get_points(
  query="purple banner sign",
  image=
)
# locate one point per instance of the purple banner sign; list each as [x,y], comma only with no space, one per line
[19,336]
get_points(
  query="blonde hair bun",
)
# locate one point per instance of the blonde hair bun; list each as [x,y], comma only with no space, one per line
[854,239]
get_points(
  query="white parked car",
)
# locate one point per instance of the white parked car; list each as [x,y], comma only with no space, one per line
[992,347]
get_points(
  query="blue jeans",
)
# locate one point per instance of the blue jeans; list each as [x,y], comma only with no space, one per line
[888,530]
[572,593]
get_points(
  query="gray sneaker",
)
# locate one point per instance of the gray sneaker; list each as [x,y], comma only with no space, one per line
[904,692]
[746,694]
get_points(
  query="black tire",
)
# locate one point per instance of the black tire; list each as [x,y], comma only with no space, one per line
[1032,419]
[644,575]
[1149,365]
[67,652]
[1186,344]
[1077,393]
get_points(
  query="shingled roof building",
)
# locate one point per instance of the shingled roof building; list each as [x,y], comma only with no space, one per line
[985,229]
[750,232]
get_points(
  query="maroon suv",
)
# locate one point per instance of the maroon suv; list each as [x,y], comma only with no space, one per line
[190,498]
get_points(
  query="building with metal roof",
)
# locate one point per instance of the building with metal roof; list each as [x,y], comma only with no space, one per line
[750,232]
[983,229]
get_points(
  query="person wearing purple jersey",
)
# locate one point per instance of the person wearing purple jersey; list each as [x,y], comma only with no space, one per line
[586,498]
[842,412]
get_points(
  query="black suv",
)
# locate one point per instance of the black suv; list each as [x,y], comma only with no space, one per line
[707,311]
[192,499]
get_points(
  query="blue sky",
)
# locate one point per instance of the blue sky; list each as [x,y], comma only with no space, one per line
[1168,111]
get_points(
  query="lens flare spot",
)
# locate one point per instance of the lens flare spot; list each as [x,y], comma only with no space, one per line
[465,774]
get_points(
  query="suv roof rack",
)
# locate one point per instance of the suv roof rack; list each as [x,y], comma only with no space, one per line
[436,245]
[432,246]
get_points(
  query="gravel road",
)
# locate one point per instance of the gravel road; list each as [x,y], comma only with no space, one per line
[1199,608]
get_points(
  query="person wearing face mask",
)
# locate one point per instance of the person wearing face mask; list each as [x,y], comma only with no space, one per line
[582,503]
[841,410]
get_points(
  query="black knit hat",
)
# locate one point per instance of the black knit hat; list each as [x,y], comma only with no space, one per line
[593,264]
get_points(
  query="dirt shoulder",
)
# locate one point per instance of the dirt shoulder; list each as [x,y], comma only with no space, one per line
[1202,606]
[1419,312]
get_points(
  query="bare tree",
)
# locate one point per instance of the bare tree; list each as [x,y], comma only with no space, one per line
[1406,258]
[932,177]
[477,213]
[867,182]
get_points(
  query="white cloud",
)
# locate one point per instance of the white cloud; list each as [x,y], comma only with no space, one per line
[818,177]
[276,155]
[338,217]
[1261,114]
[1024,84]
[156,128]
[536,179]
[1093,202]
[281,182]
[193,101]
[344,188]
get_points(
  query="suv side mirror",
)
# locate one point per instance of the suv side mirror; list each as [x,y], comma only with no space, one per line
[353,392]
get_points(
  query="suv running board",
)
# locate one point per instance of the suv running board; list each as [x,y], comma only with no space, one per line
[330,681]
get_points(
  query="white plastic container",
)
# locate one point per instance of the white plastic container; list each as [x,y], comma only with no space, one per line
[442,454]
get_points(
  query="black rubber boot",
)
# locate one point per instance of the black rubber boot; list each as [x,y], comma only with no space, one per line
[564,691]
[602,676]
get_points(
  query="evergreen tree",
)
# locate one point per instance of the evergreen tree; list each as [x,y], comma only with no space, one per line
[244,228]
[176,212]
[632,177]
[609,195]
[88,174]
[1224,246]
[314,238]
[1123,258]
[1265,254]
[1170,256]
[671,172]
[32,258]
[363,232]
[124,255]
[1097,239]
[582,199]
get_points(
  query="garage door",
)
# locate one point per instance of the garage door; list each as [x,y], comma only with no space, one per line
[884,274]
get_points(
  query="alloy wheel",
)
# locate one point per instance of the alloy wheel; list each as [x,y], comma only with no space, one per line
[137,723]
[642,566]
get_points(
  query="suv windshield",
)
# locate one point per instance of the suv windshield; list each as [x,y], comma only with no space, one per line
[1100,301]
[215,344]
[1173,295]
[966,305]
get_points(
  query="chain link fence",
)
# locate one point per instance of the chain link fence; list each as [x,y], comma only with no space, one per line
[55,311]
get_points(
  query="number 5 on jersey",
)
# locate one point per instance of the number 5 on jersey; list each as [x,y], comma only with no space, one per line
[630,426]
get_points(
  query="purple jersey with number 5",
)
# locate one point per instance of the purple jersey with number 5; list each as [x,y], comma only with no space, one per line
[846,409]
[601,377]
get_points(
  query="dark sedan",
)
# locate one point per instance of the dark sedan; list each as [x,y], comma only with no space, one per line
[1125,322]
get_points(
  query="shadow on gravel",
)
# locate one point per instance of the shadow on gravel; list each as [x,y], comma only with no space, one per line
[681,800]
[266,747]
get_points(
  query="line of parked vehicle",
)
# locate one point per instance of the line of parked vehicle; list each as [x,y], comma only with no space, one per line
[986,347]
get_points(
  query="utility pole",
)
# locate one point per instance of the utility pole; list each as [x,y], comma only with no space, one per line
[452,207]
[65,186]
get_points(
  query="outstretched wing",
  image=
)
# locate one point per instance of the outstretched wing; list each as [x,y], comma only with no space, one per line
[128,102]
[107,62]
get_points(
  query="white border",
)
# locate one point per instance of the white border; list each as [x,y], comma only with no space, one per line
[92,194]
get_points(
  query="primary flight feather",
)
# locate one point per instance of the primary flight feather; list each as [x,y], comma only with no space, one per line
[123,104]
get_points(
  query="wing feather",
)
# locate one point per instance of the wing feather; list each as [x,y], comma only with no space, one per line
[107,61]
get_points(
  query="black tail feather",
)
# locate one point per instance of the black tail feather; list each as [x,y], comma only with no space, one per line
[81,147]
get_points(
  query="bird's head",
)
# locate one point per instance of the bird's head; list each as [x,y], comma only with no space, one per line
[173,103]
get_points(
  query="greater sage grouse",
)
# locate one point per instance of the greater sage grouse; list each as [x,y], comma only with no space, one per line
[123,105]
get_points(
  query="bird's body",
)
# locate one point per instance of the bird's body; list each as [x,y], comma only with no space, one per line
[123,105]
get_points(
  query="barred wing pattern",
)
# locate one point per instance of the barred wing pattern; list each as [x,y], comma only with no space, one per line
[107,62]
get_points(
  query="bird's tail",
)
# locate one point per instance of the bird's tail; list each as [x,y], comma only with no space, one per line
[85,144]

WHAT YOU WILL DO:
Copy all of the material word for word.

EXERCISE RESPONSE:
get_points(
  query="purple banner sign",
  image=
)
# locate one point per instance of the purple banner sign; list each as [x,y], comma only with no space, one per line
[19,336]
get_points(
  query="blonde hair bun",
)
# locate one point per instance of the blonde hair bun; list each as [x,y], comma only with no space, one per line
[854,239]
get_points(
  query="white parked car",
)
# locate one point per instance of the white parked car; list each as [x,y], comma only with no space, one per line
[992,347]
get_points(
  query="blue jeans",
)
# locate one point per instance of the blue jeans; list each as [x,y], comma only with no space, one per line
[888,530]
[572,593]
get_points(
  query="gray sneaker",
)
# locate one point per instance of the gray sneaker; list each as [x,y], comma only with no space, one per line
[904,692]
[746,694]
get_points(
  query="black tire",
)
# locate one point per instance of the black tire; list each as [x,y], comma only with no space, one per line
[1032,419]
[644,575]
[1149,365]
[67,652]
[1186,344]
[1077,393]
get_points(
  query="shingled roof building",
)
# locate one point per instance of the shingled roof building; list each as [x,y], comma only with no space, one per line
[985,229]
[750,232]
get_points(
  query="maroon suv",
)
# locate one point per instance of the maroon suv; list each as [x,y], comma only with no space, one per line
[190,498]
get_points(
  query="building with metal roof",
)
# locate one point per instance of the building with metal roof; list each as [x,y], comma only with no space, one per line
[750,232]
[983,229]
get_points(
  query="person wearing purple jersey",
)
# locate one point per instance of the person wearing purple jersey; list each as [x,y], comma only with no space, one per line
[586,498]
[842,412]
get_points(
  query="black suv",
)
# locate one point per instance of the black suv; list each as [x,y], comma only with no space, one per line
[707,311]
[192,499]
get_points(
  query="blue sky",
)
# locate one point per instance of the blue sky; list each as [x,y], comma only with no space, one per line
[1168,111]
get_points(
  query="lens flare spot",
)
# locate one point per instance of the lens flare spot; list each as [x,y], comma only with no space, one per line
[465,774]
get_points(
  query="suv roof rack",
)
# locate one point per instance of the suv roof rack; list each as [x,y], comma only with no space, one per line
[436,245]
[432,246]
get_points(
  query="gravel road",
)
# locate one point per instance of the gravel road; list each as [x,y], comma only with no space, one per line
[1199,608]
get_points(
  query="person wearing face mask",
)
# locate one point per instance of the person wearing face mask; list each as [x,y], comma only with no space, one per line
[582,503]
[841,410]
get_points(
  query="black knit hat",
)
# locate one point per instance of the black knit hat; list each as [x,y], comma only with no space, one per line
[593,264]
get_points(
  query="dirt shoulder",
)
# locate one point per instance of the dirt shoulder; list each as [x,y], comma only with no space, one per line
[1202,606]
[1419,312]
get_points(
  query="bare tree",
)
# locate one point per instance of the bare tree; list each as [x,y], comma only with no space, one per line
[1406,258]
[932,177]
[477,213]
[867,182]
get_points(
  query="white cloud",
)
# locate one point per instance of the white cloud; list each as [x,y], comma only with no space, one per line
[818,177]
[276,155]
[338,217]
[1261,114]
[1024,84]
[156,128]
[536,179]
[1093,202]
[281,182]
[193,101]
[344,188]
get_points(
  query="suv side mirror",
)
# locate one point per instance of the suv side mirror; list each as [x,y], comma only with no space, one per line
[353,392]
get_points(
  query="suv running board",
)
# locate one point per instance of the suv running board; list each as [x,y], comma only with no space, one per line
[330,681]
get_points(
  query="white plastic container",
)
# locate one point per instance of the white plastic container; list each as [x,y], comma only with no space, one per line
[442,454]
get_points(
  query="black rubber boot",
)
# locate one point per instance of the black rubber boot; list each as [x,y], comma only with no space, one per line
[564,691]
[602,676]
get_points(
  query="evergreen tree",
)
# locate one point per instance of the evergreen tree; list each as [x,y], comma only with no space, one per line
[244,228]
[176,212]
[632,177]
[609,195]
[88,174]
[1224,246]
[314,238]
[1123,258]
[1265,254]
[1170,256]
[671,172]
[32,258]
[363,232]
[124,255]
[1097,239]
[582,199]
get_points(
  query="garage door",
)
# locate one point per instance of the garage door; list each as [x,y], comma only with no space, one per line
[884,274]
get_points(
  query="alloy wheel",
)
# locate one point per instance of the alloy wheel; list each as [x,y], comma only with no space, one per line
[137,723]
[642,566]
get_points(
  query="suv windshield",
)
# locate one point per instance of the suv windshield; list each as [x,y], comma only with no space, one per line
[1100,301]
[215,344]
[1173,295]
[966,305]
get_points(
  query="chain link fence",
)
# locate one point per instance of the chain link fence; list each as [x,y], comma only with no space, one per line
[55,311]
get_points(
  query="number 5 on jersey",
)
# locate one point per instance of the number 5 on jersey; list each as [x,y], comma only with no space, one per line
[630,426]
get_points(
  query="purple jersey with number 5",
)
# locate one point per instance of the purple jersey with number 5; list each as [x,y], comma only with no space, one per line
[846,409]
[601,377]
get_points(
  query="dark sedan",
)
# locate one point per instance of the dark sedan; list each as [x,y], comma only with no space, one per line
[1125,322]
get_points(
  query="shadow on gravel",
)
# locate one point per instance of the shadow on gravel; list each as [x,y], comma only with no space, one per line
[681,800]
[266,747]
get_points(
  query="line of parked vehicle",
)
# locate one point per instance of the line of parked vehicle; list each as [x,y], comma only with no space, one per line
[986,347]
get_points(
  query="utility pole",
)
# locate one point per instance of the utility pole; list each as [x,y], comma only with no space, one per line
[452,207]
[65,186]
get_points(
  query="outstretched wing",
  image=
)
# locate one point per instance of the outstretched wing; list each as [x,y], comma only with no space, one per line
[128,102]
[107,62]
get_points(
  query="white border",
)
# locate one point per instance of the white border; list each as [x,y], comma only with no space, one per line
[92,194]
get_points(
  query="primary flight feather",
)
# locate one point per instance of the primary flight feather; list each as [x,y], comma only with no space, one per line
[123,104]
get_points(
  query="wing feather",
)
# locate one point per instance of the wing feather; list each as [x,y], comma only with no space, one per line
[107,61]
get_points(
  query="black tail feather",
)
# locate one point per instance of the black tail feather; list each as [x,y], comma only with no space, one per line
[81,147]
get_points(
  query="bird's head",
)
# locate one point per instance of the bird's head; list each as [x,y], comma only with no space, one per line
[173,103]
get_points(
  query="greater sage grouse",
)
# locate one point per instance of the greater sage grouse; list each as [x,y], comma only with no space, one per line
[123,105]
get_points(
  query="bird's body",
)
# locate one point per instance of the bird's body; list each as [x,y], comma only with no space, one per line
[123,105]
get_points(
  query="barred wing pattern",
)
# locate one point per instance of the barred wing pattern; list each as [x,y], comma only with no space, one per line
[107,62]
get_points(
  query="bird's tail",
)
# locate one point per instance of the bird's tail; list each as [x,y], comma only with no space, one per line
[85,144]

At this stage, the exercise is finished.